▸ **WORK INSTRUCTION**
Where the line containing "Task: point at the shrub." appears in the records below, begin there and write out each line exactly until the last one, and nothing more.
=== Begin Enclosure ===
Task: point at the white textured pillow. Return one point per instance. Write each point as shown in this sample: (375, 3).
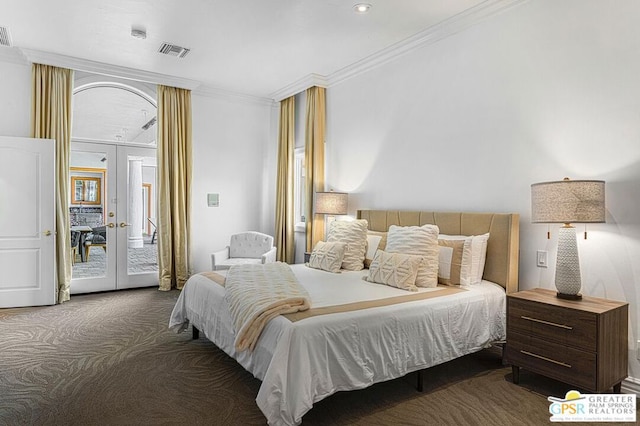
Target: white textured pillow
(395, 269)
(420, 241)
(474, 256)
(450, 261)
(373, 242)
(327, 256)
(354, 234)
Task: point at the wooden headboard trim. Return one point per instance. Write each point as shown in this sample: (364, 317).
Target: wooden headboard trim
(503, 246)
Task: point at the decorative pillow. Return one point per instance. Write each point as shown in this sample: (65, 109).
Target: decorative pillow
(420, 241)
(450, 261)
(373, 244)
(327, 256)
(395, 269)
(473, 256)
(354, 234)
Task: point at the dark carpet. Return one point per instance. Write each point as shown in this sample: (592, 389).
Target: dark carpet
(109, 359)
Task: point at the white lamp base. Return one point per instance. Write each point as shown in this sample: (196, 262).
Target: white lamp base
(568, 280)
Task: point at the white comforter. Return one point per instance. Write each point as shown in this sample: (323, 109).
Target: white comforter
(303, 362)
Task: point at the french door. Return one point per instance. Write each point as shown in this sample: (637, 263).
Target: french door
(114, 217)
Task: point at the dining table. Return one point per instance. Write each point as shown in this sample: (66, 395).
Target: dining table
(83, 230)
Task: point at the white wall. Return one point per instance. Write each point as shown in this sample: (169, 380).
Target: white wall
(231, 145)
(544, 90)
(15, 91)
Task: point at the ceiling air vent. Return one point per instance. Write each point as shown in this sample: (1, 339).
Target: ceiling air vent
(173, 50)
(5, 37)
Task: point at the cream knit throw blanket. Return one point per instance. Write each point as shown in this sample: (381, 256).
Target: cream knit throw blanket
(256, 294)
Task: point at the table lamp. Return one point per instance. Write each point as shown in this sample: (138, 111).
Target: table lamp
(331, 203)
(568, 201)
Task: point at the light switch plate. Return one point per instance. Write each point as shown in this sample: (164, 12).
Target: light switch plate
(541, 258)
(213, 200)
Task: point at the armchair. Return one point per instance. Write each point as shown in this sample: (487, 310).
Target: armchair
(246, 247)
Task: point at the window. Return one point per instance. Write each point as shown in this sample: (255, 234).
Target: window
(299, 197)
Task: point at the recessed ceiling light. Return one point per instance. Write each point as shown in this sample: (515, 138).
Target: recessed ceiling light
(362, 7)
(138, 33)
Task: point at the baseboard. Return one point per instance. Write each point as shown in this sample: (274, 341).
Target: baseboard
(631, 385)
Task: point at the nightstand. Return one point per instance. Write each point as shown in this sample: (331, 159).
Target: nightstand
(579, 342)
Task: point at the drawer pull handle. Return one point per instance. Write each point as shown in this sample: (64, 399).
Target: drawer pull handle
(545, 358)
(546, 322)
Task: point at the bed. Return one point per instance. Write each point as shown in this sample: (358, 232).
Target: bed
(302, 359)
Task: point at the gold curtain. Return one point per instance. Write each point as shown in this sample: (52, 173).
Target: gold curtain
(174, 185)
(284, 190)
(51, 119)
(314, 162)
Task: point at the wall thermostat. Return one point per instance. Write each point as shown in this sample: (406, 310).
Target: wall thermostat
(213, 200)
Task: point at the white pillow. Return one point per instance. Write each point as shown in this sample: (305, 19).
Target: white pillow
(327, 256)
(420, 241)
(373, 242)
(474, 256)
(354, 234)
(450, 261)
(394, 269)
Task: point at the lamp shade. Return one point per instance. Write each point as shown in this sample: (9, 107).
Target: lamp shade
(331, 203)
(568, 201)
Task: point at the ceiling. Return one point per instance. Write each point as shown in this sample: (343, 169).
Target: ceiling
(248, 47)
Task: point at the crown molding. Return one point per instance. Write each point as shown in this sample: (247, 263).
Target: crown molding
(442, 30)
(12, 55)
(217, 93)
(437, 32)
(78, 64)
(299, 86)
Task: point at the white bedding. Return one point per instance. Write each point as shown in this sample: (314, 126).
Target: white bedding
(305, 361)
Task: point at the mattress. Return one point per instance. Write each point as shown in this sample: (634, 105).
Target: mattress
(305, 361)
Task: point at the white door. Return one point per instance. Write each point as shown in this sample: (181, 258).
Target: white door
(126, 256)
(27, 222)
(94, 267)
(136, 211)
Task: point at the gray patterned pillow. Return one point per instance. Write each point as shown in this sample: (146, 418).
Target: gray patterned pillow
(394, 269)
(419, 241)
(354, 234)
(327, 256)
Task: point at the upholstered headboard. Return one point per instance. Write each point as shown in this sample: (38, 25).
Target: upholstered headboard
(501, 265)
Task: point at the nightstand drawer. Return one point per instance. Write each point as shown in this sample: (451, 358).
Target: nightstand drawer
(563, 363)
(564, 326)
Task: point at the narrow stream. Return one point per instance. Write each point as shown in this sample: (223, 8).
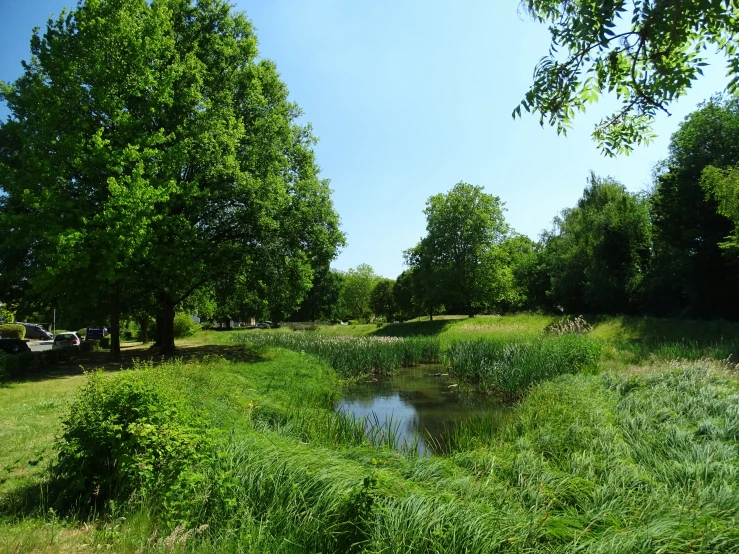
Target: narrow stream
(420, 402)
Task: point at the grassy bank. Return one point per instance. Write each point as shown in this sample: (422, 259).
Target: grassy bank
(635, 460)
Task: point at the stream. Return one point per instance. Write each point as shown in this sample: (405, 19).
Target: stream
(420, 402)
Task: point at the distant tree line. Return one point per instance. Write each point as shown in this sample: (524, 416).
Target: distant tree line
(670, 251)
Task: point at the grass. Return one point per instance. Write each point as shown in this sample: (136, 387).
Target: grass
(642, 459)
(508, 367)
(354, 356)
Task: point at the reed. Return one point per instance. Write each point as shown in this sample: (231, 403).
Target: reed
(355, 356)
(507, 367)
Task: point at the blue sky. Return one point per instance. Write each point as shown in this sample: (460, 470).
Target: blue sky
(408, 98)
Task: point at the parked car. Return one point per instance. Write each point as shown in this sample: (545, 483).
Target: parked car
(96, 333)
(65, 340)
(13, 346)
(36, 331)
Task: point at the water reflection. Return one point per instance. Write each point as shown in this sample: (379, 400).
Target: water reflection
(421, 402)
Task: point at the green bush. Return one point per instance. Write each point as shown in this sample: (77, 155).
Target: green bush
(134, 432)
(184, 326)
(12, 331)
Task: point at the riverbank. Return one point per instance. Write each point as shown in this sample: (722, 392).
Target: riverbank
(637, 459)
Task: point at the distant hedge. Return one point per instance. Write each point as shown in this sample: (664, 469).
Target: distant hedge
(12, 331)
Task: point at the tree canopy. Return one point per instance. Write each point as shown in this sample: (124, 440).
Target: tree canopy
(459, 261)
(598, 252)
(645, 52)
(148, 148)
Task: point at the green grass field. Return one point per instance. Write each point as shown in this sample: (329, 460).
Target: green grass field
(638, 457)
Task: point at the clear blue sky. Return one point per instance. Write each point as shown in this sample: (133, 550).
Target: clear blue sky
(408, 98)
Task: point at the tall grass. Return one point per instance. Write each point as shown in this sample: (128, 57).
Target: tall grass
(354, 356)
(509, 366)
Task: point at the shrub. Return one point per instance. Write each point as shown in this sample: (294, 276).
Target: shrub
(12, 331)
(184, 326)
(134, 432)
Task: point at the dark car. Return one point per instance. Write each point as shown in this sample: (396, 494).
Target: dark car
(96, 333)
(65, 340)
(13, 346)
(36, 331)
=== End Enclosure ===
▸ **EXERCISE OUTPUT**
Task: point at the shrub. Return one point per instance. Write each point as shown in this sample: (294, 276).
Target: shrub
(12, 331)
(184, 326)
(134, 432)
Task: point at the dark car. Return one point per instance. Write each point as shown in this sample: (396, 494).
Target: dark car
(96, 333)
(65, 340)
(13, 346)
(36, 331)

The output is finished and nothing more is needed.